> _Stated exercise_
Write out the passage of the wedding blog excerpt below from "Angie and Scott's" up to and including "make wedding plans.", word for word.

> _Extract to read_
__________

Of course, we all know what we hope for and what we get are often different. We needed to witness that hope, as I am certain others did as well. It affirmed our commitment and came after a bumpy relational week. Fact is, we all have those times.

They say "in good times and in bad", and that is the gospel truth. Any relationship has red letter days, and days you want to run away from home. Learning to weather them takes time. That must the the "time" that is referenced "in good times and in bad".

Angie and Scott's wedding was just what we needed. Even more beautiful it was just what they needed. We could all use some hope. So what could be better than a ceremony of hope.

Wednesday, June 16, 2010

Time Flies

The plan was, roughly six months ago when we got engaged, to sit down in June with a nice bottle of wine and make wedding plans.

Well, here it is the middle of June and we have good news. We picked out the wine. It's been shipped and will arrive later this week. Suffice it to say we're not rushing into anything.

Compared to young brides (and no offense to said young brides) we are moving slow. There is no mad dash to the altar. I feel less media driven as a bride this time around. I don't have to have it all, in fact I'm not sure at all what I really want. Except for, of course, the groom and the ring. Both delight me to no end.

__________

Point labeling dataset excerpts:
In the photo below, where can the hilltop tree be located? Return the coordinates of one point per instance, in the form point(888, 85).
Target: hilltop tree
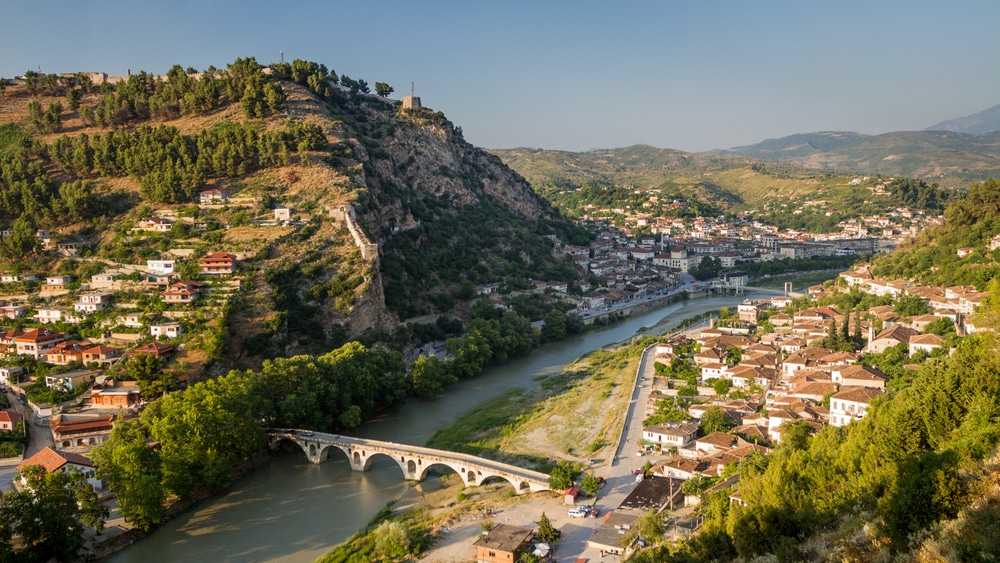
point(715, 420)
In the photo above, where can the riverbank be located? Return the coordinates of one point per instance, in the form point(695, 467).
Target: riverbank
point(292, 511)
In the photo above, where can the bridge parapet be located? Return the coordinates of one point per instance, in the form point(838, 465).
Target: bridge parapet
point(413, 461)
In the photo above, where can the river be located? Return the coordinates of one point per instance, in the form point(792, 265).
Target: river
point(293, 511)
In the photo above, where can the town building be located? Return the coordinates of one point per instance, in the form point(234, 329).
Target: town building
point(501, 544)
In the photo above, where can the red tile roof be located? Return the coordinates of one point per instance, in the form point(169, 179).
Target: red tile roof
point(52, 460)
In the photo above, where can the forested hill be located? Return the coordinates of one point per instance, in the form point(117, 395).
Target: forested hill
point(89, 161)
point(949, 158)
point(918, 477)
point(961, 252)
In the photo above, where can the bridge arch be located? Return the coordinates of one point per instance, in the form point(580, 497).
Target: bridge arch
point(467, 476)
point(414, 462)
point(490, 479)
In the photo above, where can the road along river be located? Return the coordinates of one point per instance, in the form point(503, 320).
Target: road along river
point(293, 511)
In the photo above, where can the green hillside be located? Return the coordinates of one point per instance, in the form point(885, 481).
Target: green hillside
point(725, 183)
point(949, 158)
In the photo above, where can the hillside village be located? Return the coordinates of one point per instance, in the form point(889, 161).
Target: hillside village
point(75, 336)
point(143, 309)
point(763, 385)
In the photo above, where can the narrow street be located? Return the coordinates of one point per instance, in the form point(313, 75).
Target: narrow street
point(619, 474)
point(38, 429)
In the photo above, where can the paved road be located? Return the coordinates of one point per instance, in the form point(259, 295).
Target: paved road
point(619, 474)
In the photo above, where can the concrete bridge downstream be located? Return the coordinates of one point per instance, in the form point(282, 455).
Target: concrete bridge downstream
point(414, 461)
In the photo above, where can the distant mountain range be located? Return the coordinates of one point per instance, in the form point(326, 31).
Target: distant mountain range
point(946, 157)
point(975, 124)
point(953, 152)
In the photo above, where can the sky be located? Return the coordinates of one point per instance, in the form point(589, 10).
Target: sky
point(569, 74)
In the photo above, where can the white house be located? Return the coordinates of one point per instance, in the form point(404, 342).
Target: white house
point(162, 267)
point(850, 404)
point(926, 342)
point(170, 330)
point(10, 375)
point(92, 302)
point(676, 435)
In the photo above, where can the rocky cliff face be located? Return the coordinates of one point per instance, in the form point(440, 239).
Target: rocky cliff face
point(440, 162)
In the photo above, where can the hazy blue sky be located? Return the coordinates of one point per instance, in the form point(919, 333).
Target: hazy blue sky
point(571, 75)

__________

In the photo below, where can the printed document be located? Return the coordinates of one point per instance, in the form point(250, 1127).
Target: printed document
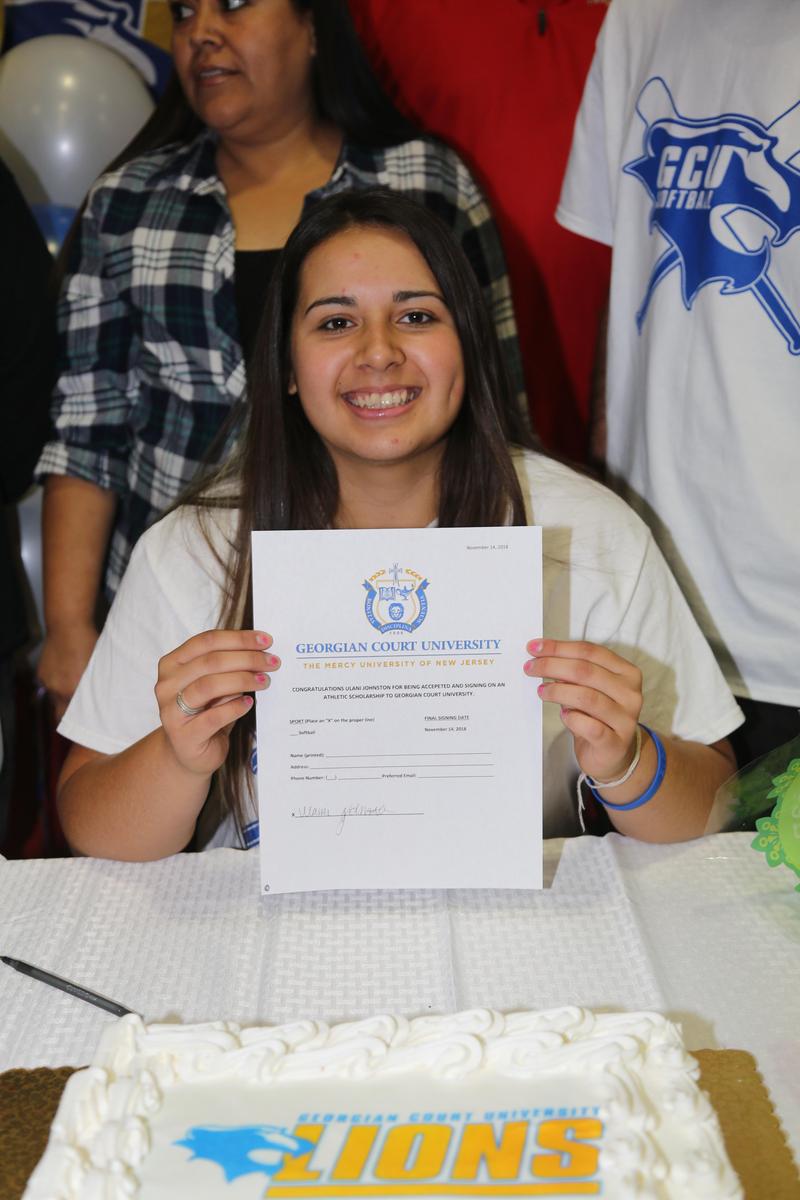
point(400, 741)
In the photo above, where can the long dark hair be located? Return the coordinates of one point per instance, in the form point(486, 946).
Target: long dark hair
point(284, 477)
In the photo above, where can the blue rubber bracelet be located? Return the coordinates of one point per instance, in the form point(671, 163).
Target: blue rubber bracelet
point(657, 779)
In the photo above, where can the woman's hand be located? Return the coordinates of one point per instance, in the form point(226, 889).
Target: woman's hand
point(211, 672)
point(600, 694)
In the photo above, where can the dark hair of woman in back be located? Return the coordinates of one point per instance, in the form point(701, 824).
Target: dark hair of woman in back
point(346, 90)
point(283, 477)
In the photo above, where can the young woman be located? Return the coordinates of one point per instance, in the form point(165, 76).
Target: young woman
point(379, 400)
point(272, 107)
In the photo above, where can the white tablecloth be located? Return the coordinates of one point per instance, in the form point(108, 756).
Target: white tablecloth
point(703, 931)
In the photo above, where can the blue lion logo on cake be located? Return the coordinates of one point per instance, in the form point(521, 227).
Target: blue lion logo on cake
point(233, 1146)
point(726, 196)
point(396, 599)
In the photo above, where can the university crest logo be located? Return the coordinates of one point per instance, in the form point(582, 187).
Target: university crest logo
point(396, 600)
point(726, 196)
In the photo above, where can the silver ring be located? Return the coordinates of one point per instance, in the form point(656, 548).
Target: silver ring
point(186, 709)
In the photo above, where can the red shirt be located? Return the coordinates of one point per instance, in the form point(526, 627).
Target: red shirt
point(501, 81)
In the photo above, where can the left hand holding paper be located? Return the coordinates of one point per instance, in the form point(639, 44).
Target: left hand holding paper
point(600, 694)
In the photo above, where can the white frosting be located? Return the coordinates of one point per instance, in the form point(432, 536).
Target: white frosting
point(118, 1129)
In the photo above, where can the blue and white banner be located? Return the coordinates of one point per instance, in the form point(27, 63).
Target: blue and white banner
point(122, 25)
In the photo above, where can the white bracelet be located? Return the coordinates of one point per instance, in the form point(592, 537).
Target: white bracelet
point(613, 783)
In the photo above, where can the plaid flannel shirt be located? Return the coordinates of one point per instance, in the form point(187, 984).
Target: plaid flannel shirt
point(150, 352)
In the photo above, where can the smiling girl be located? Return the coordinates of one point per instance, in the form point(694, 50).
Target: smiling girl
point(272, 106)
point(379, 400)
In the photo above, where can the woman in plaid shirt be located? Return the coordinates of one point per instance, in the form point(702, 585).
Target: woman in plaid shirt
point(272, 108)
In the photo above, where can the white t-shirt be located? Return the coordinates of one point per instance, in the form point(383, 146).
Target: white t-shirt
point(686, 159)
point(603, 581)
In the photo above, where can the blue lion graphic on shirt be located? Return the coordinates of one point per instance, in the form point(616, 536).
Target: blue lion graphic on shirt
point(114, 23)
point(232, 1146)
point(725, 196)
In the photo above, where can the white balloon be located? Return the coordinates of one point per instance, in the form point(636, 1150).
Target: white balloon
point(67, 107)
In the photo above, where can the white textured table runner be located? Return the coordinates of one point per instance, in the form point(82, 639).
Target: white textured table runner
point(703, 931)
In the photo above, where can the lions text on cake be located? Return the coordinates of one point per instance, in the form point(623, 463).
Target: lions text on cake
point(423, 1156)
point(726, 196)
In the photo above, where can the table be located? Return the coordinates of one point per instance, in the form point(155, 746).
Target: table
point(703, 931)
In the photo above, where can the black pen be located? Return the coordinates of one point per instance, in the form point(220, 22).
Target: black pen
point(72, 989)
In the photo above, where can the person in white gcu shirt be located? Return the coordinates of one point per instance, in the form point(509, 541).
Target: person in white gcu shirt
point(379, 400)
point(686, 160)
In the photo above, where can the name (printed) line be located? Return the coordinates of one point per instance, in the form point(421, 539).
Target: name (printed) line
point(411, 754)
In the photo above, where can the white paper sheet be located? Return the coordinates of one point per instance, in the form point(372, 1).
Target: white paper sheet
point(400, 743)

__________

> _Output_
Angie and Scott's wedding was just what we needed. Even more beautiful it was just what they needed. We could all use some hope. So what could be better than a ceremony of hope.

Wednesday, June 16, 2010

Time Flies

The plan was, roughly six months ago when we got engaged, to sit down in June with a nice bottle of wine and make wedding plans.